— GIVEN TASK —
Can you write out the entries below again with every "hole_rule" swapped for "fill_rule", changing nothing else and leaving out the pictures?
— start of DATA FOR THIS TASK —
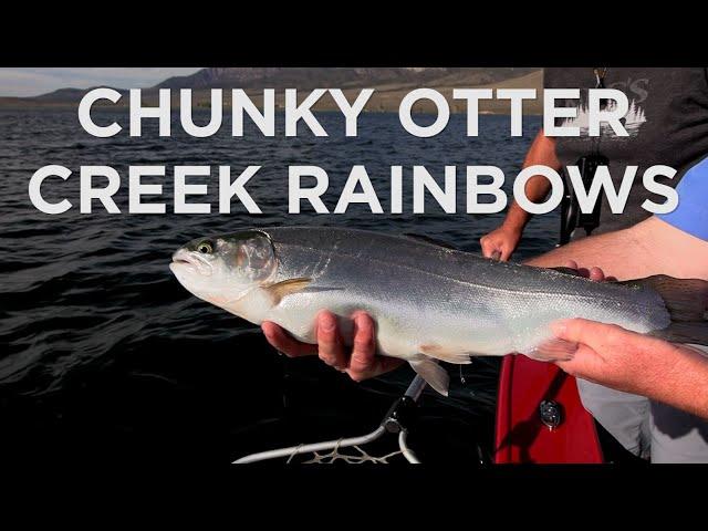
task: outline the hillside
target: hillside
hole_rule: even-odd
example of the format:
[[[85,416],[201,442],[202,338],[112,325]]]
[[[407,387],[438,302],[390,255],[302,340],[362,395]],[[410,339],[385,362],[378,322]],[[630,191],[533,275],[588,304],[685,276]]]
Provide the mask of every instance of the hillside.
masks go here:
[[[173,102],[178,104],[178,90],[192,88],[198,106],[208,106],[210,88],[226,88],[226,105],[229,105],[229,88],[244,88],[260,105],[263,88],[275,88],[275,102],[284,105],[284,88],[298,88],[309,92],[315,87],[339,87],[352,101],[358,90],[375,88],[366,110],[369,112],[395,112],[403,96],[416,87],[431,87],[444,94],[454,112],[464,112],[465,102],[451,98],[457,87],[490,88],[537,88],[543,86],[543,71],[539,69],[202,69],[188,76],[170,77],[158,85],[143,91],[145,103],[157,103],[158,88],[171,88]],[[61,88],[35,97],[0,97],[0,107],[55,107],[77,106],[81,97],[88,91],[81,88]],[[123,94],[125,90],[116,88]],[[118,105],[127,106],[127,97]],[[529,102],[524,112],[540,114],[542,102]],[[336,105],[324,96],[314,107],[316,111],[334,111]],[[420,105],[416,112],[429,112],[431,106]],[[480,112],[507,114],[508,102],[481,101]]]

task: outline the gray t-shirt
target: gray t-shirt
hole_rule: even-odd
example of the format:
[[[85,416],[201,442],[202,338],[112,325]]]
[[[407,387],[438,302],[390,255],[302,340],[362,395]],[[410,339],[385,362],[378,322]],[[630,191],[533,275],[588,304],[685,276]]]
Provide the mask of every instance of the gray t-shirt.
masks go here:
[[[603,70],[603,69],[600,69]],[[545,69],[546,88],[580,88],[581,101],[556,102],[558,106],[586,107],[587,88],[596,85],[592,67]],[[631,227],[649,217],[642,204],[650,198],[662,202],[660,196],[648,192],[642,184],[642,175],[649,166],[663,164],[678,170],[674,179],[657,178],[657,181],[676,187],[683,174],[708,155],[708,72],[695,69],[613,69],[608,67],[604,79],[606,88],[616,88],[627,95],[629,112],[625,116],[625,128],[629,136],[620,137],[612,129],[603,128],[598,137],[587,136],[581,125],[580,137],[556,137],[556,156],[563,166],[574,165],[577,159],[600,150],[610,159],[610,171],[618,189],[628,165],[638,166],[624,214],[613,215],[607,199],[601,197],[600,227],[593,235]],[[556,125],[573,125],[561,118]],[[573,238],[585,236],[579,229]]]

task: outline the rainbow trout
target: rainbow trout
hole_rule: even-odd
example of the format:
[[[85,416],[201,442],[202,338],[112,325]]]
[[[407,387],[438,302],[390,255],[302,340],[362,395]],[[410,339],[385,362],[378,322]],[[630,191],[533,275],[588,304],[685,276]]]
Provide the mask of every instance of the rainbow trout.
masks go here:
[[[446,394],[437,364],[511,352],[562,360],[553,321],[584,317],[673,341],[708,344],[708,282],[657,275],[592,282],[569,271],[494,262],[408,236],[341,228],[266,228],[199,238],[171,271],[196,296],[256,324],[272,321],[315,343],[330,310],[351,341],[351,320],[376,322],[378,352],[406,360]]]

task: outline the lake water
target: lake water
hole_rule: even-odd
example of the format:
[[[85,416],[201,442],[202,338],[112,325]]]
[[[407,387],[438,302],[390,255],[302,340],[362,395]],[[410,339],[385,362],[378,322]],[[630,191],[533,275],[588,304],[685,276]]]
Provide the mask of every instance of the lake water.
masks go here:
[[[100,111],[96,121],[125,112]],[[202,117],[206,119],[206,115]],[[282,118],[282,116],[280,117]],[[480,137],[465,136],[465,117],[454,115],[445,133],[416,138],[395,114],[367,114],[358,137],[343,136],[343,121],[323,113],[331,136],[303,134],[263,138],[247,131],[230,136],[226,121],[211,138],[187,136],[174,116],[171,138],[146,123],[143,137],[122,132],[94,138],[72,110],[0,111],[0,431],[7,456],[34,460],[131,459],[228,464],[243,454],[375,428],[414,374],[409,368],[354,384],[317,360],[279,356],[259,329],[185,291],[171,275],[171,252],[186,240],[251,226],[346,225],[388,232],[415,232],[470,252],[502,215],[465,212],[466,165],[496,165],[508,184],[519,170],[539,119],[525,117],[524,136],[509,136],[509,117],[481,116]],[[66,196],[75,208],[49,216],[30,202],[32,174],[48,164],[70,168],[67,181],[46,181],[50,200]],[[288,215],[288,166],[314,164],[330,176],[333,209],[351,167],[366,166],[387,208],[389,167],[425,165],[442,183],[445,165],[457,165],[459,214],[434,202],[427,214],[377,215],[354,205],[346,215],[316,216],[305,208]],[[123,186],[121,215],[79,212],[82,165],[116,168]],[[248,165],[262,169],[248,190],[263,210],[250,216],[129,215],[128,165],[165,165],[167,212],[175,165],[229,165],[232,176]],[[218,205],[216,187],[212,202]],[[506,187],[509,195],[510,187]],[[303,207],[304,208],[304,207]],[[534,219],[514,257],[551,249],[558,216]],[[491,450],[498,361],[450,366],[448,398],[426,391],[409,444],[425,461],[476,462]],[[13,457],[14,458],[14,457]]]

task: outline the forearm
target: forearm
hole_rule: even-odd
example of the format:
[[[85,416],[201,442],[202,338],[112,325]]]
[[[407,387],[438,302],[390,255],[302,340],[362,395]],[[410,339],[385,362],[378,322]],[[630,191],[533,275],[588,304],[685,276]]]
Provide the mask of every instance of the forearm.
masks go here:
[[[648,379],[639,394],[701,418],[708,418],[708,357],[683,345],[665,343],[657,356],[665,371]]]
[[[598,267],[618,280],[653,274],[708,280],[708,242],[655,217],[628,229],[573,241],[527,263],[554,268],[569,260],[581,268]]]

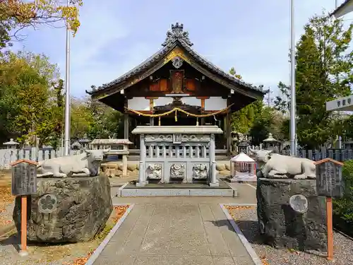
— end of DATA FOR THIS TASK —
— RESULT OF THE TASK —
task: outline the hillside
target: hillside
fill_rule: even-odd
example of the format:
[[[85,416],[201,442],[202,338],[112,325]]]
[[[407,387],[438,302],[390,255],[302,340],[362,395]],[[410,339],[385,362],[378,322]],[[630,191],[533,275],[588,304],[685,276]]]
Provide the mask of every instance of the hillside.
masks go here:
[[[173,102],[178,104],[178,90],[192,88],[198,106],[208,106],[210,88],[226,88],[226,105],[229,105],[229,88],[244,88],[260,105],[263,88],[275,88],[275,102],[284,105],[284,88],[298,88],[309,92],[315,87],[339,87],[352,101],[358,90],[375,88],[366,110],[369,112],[395,112],[403,96],[416,87],[431,87],[444,94],[454,112],[464,112],[465,102],[451,98],[457,87],[490,88],[537,88],[543,86],[543,71],[539,69],[202,69],[188,76],[170,77],[158,85],[143,91],[145,103],[157,103],[158,88],[171,88]],[[61,88],[35,97],[0,97],[0,107],[55,107],[77,106],[81,97],[88,91],[81,88]],[[123,94],[125,90],[116,88]],[[118,105],[127,106],[127,97]],[[529,102],[524,112],[540,114],[542,102]],[[336,105],[324,96],[314,107],[316,111],[334,111]],[[420,105],[416,112],[429,112],[431,106]],[[480,112],[507,114],[508,102],[481,101]]]

task: outline the gray t-shirt
target: gray t-shirt
fill_rule: even-odd
example of the format:
[[[85,416],[201,442],[202,338],[112,325]]]
[[[407,387],[438,302],[390,255],[302,340],[362,395]],[[410,339],[385,362],[378,322]],[[630,191],[533,275],[588,304],[685,276]]]
Provide the mask of every instance of the gray t-shirt.
masks go here:
[[[603,70],[603,69],[600,69]],[[545,69],[546,88],[580,88],[581,101],[556,102],[558,106],[586,107],[587,88],[596,85],[592,67]],[[631,227],[649,217],[642,204],[650,198],[662,202],[660,196],[648,192],[642,184],[642,175],[649,166],[663,164],[678,170],[674,179],[657,178],[657,181],[676,187],[683,174],[708,155],[708,72],[695,69],[613,69],[608,67],[604,79],[606,88],[616,88],[627,95],[629,112],[625,116],[625,128],[629,136],[620,137],[612,129],[603,128],[598,137],[587,136],[581,125],[580,137],[556,137],[556,156],[563,166],[574,165],[577,159],[600,150],[610,159],[610,171],[618,189],[628,165],[638,166],[624,214],[613,215],[607,199],[601,197],[600,227],[593,235]],[[556,125],[573,125],[561,118]],[[573,238],[585,236],[579,229]]]

task: outline the rainbow trout
target: rainbow trout
fill_rule: even-odd
example of the format:
[[[85,416],[201,442],[202,338],[112,325]]]
[[[407,387],[438,302],[390,255],[302,340],[362,395]],[[410,339],[385,362],[378,322]],[[630,191],[533,275],[588,304],[685,276]]]
Provide the mask of every instance of the rainbow trout.
masks go here:
[[[446,394],[437,364],[511,352],[562,360],[553,321],[584,317],[673,341],[708,344],[708,282],[657,275],[592,282],[569,271],[494,262],[408,236],[341,228],[266,228],[199,238],[171,271],[196,296],[256,324],[272,321],[315,343],[330,310],[351,341],[351,320],[376,322],[378,352],[406,360]]]

task: outline the lake water
target: lake water
fill_rule: even-odd
example of the format:
[[[85,416],[201,442],[202,338],[112,325]]]
[[[407,387],[438,302],[390,255],[302,340],[362,395]],[[410,339],[385,362],[378,322]],[[630,191],[533,275],[588,304],[685,276]]]
Provide the mask of every instance of the lake water.
masks go here:
[[[100,111],[96,121],[125,112]],[[202,117],[206,119],[206,115]],[[282,118],[282,116],[280,117]],[[480,137],[465,136],[465,117],[454,115],[445,133],[416,138],[395,114],[367,114],[358,137],[343,136],[343,121],[323,113],[331,136],[303,134],[263,138],[247,131],[230,136],[226,121],[211,138],[187,136],[174,116],[171,138],[146,123],[143,137],[122,132],[94,138],[72,110],[0,111],[0,431],[7,456],[34,460],[131,459],[228,464],[243,454],[375,428],[414,374],[409,368],[354,384],[317,360],[279,356],[259,329],[185,291],[171,275],[171,252],[186,240],[251,226],[346,225],[388,232],[415,232],[470,252],[502,215],[465,212],[466,165],[496,165],[508,184],[519,170],[539,119],[525,117],[524,136],[509,136],[509,117],[481,116]],[[66,196],[75,208],[49,216],[30,202],[32,174],[48,164],[70,168],[67,181],[46,181],[50,200]],[[288,215],[288,166],[314,164],[330,176],[333,209],[351,167],[366,166],[387,208],[389,167],[425,165],[442,183],[445,165],[457,165],[459,214],[434,202],[427,214],[377,215],[354,205],[346,215],[316,216],[305,208]],[[123,186],[121,215],[79,212],[82,165],[116,168]],[[248,165],[262,169],[248,190],[263,210],[250,216],[129,215],[128,165],[165,165],[167,212],[175,165],[229,165],[232,176]],[[218,205],[216,187],[212,202]],[[506,187],[509,195],[510,187]],[[303,207],[304,208],[304,207]],[[534,219],[514,257],[551,249],[558,216]],[[491,450],[498,361],[450,366],[448,398],[426,391],[409,444],[425,461],[476,462]],[[13,457],[14,458],[14,457]]]

task: outline the forearm
target: forearm
fill_rule: even-odd
example of the format:
[[[85,416],[201,442],[202,338],[112,325]]]
[[[407,387],[438,302],[390,255],[302,340],[362,395]],[[410,339],[385,362],[378,322]],[[630,191],[533,275],[588,304],[685,276]]]
Provide the mask of every instance of the forearm.
masks go here:
[[[648,379],[639,394],[701,418],[708,418],[708,357],[683,345],[665,343],[657,356],[665,371]]]
[[[598,267],[618,280],[653,274],[708,280],[708,242],[655,217],[628,229],[573,241],[527,263],[554,268],[569,260],[581,268]]]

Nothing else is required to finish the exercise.